INSTRUCTIONS FOR THE TASK: Skip every line before the one containing "segment --target truck", then copy that line and the rest of the entries below exactly, through the last line.

GIVEN ENTRIES:
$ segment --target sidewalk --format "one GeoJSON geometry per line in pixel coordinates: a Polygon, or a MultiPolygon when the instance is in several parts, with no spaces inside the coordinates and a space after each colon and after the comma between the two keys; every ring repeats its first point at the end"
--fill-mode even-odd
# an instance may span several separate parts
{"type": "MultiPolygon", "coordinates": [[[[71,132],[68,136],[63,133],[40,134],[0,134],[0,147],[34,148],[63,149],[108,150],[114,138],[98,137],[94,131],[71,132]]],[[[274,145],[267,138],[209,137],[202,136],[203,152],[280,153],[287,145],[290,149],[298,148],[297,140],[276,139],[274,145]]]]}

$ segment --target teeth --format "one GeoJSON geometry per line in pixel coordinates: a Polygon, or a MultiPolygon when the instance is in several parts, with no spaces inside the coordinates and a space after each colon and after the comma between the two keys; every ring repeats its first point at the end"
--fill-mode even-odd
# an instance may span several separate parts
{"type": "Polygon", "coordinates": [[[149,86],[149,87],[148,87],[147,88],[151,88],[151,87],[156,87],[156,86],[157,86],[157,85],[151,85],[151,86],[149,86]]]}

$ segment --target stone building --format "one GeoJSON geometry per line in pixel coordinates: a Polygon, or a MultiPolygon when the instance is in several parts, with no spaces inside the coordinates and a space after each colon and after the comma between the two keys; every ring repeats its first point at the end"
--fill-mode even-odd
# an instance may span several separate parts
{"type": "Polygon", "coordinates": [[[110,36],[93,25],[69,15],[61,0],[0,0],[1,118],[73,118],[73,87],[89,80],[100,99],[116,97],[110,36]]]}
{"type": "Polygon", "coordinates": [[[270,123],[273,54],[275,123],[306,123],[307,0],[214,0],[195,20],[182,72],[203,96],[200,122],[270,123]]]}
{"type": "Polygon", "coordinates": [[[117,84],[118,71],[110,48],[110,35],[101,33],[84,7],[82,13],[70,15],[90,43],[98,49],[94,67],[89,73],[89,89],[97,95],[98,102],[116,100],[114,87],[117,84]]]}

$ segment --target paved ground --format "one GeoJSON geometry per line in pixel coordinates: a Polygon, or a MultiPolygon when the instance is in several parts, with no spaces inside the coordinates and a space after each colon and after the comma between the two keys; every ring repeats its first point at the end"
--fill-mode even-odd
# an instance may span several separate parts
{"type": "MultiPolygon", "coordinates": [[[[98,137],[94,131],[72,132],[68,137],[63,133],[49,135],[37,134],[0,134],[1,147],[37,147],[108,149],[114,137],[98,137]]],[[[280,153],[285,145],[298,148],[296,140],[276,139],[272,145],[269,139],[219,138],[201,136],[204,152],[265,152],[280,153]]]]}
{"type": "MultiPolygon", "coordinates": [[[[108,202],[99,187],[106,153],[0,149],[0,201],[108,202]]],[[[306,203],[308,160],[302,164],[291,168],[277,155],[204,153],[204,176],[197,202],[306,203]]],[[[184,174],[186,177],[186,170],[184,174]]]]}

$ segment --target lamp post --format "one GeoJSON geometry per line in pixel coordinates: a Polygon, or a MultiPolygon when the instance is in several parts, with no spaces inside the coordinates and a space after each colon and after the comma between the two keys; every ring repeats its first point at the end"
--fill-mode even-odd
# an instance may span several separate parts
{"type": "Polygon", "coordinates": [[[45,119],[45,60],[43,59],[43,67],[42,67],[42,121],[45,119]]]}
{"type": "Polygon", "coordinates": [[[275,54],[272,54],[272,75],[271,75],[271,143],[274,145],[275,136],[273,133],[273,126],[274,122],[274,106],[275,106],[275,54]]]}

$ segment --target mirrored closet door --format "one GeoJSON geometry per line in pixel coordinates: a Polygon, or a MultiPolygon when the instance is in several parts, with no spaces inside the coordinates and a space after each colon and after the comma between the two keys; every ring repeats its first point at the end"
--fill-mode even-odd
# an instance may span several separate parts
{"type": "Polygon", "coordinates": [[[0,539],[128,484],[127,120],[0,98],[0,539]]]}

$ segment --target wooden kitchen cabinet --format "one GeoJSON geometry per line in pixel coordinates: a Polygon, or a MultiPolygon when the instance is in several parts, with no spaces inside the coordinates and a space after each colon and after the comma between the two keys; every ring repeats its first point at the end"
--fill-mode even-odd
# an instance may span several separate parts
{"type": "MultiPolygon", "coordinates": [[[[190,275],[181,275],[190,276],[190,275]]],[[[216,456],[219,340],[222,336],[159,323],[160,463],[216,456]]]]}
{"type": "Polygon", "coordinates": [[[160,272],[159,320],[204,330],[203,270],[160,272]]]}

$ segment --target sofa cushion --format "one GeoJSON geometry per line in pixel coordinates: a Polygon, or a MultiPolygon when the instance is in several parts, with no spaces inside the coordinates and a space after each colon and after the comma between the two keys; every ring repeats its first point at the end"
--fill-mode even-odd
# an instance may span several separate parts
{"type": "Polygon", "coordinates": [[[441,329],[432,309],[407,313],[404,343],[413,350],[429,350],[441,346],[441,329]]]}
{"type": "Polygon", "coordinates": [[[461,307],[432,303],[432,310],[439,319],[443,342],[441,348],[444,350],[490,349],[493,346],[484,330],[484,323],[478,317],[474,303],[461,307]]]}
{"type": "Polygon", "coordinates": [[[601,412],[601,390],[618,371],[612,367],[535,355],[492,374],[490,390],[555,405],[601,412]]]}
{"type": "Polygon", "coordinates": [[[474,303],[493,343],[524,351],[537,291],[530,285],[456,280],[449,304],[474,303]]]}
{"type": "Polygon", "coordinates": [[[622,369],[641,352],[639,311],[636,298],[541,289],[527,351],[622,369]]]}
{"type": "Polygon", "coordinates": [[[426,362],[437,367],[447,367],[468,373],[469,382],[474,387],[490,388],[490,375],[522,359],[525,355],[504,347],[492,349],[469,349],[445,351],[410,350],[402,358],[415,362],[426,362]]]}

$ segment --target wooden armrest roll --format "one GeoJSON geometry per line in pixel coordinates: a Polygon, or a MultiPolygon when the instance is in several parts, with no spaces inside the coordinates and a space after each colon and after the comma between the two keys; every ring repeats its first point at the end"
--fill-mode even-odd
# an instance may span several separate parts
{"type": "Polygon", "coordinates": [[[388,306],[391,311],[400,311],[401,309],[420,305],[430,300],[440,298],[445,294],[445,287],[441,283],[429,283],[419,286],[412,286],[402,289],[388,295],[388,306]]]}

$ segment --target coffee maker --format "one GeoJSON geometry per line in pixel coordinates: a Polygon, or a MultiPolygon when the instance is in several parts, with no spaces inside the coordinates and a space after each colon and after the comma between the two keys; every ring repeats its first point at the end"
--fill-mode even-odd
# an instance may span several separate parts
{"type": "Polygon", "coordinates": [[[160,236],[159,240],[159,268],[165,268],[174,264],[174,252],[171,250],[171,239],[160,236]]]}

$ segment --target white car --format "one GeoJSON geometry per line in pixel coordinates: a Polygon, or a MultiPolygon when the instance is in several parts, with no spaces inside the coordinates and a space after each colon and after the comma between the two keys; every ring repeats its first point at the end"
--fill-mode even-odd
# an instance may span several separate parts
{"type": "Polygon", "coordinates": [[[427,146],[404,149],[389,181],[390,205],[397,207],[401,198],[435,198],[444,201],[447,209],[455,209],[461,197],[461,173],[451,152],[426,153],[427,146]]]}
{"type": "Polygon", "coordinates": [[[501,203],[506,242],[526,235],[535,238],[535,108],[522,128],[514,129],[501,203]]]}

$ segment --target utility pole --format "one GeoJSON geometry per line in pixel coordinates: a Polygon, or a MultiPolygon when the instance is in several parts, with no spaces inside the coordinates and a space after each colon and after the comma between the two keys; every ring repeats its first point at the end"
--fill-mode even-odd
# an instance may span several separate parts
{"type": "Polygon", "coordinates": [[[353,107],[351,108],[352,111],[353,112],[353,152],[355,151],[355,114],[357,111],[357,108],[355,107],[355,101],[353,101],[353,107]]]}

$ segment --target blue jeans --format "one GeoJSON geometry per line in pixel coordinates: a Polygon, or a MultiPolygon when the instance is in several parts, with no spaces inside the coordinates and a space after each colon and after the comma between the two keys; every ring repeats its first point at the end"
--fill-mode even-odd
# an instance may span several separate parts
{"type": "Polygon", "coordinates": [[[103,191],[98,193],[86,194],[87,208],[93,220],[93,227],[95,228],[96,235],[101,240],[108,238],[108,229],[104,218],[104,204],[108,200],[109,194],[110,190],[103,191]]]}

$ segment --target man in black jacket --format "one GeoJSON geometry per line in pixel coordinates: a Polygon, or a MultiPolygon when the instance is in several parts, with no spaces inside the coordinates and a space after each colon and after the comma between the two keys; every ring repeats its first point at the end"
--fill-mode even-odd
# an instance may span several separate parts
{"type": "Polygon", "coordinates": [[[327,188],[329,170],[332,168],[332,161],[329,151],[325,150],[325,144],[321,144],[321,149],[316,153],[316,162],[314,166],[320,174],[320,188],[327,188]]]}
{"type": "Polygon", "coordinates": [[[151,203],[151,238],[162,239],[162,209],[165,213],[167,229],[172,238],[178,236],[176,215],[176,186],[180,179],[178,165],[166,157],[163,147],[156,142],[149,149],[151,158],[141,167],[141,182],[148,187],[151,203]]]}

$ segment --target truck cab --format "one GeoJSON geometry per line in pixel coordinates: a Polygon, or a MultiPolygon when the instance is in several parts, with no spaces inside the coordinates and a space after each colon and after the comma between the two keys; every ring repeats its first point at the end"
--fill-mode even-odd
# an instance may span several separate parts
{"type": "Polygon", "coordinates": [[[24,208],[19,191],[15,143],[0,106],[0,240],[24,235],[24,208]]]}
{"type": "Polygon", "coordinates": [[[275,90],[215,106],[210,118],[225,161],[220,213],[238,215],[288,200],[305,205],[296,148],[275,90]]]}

SOLUTION FOR THIS EXERCISE:
$ segment --target truck cab --format "one GeoJSON geometry per line in pixel coordinates: a Polygon, or a MultiPolygon when the instance is in several parts, with no spaces inside the coordinates and a space after each colon and after the comma between the two keys; every ring repeats its first point at the end"
--fill-mode even-odd
# an instance may span several separate parts
{"type": "Polygon", "coordinates": [[[24,208],[19,191],[15,143],[0,106],[0,240],[24,235],[24,208]]]}
{"type": "Polygon", "coordinates": [[[275,90],[215,106],[210,118],[225,161],[220,213],[238,215],[288,200],[305,205],[296,148],[275,90]]]}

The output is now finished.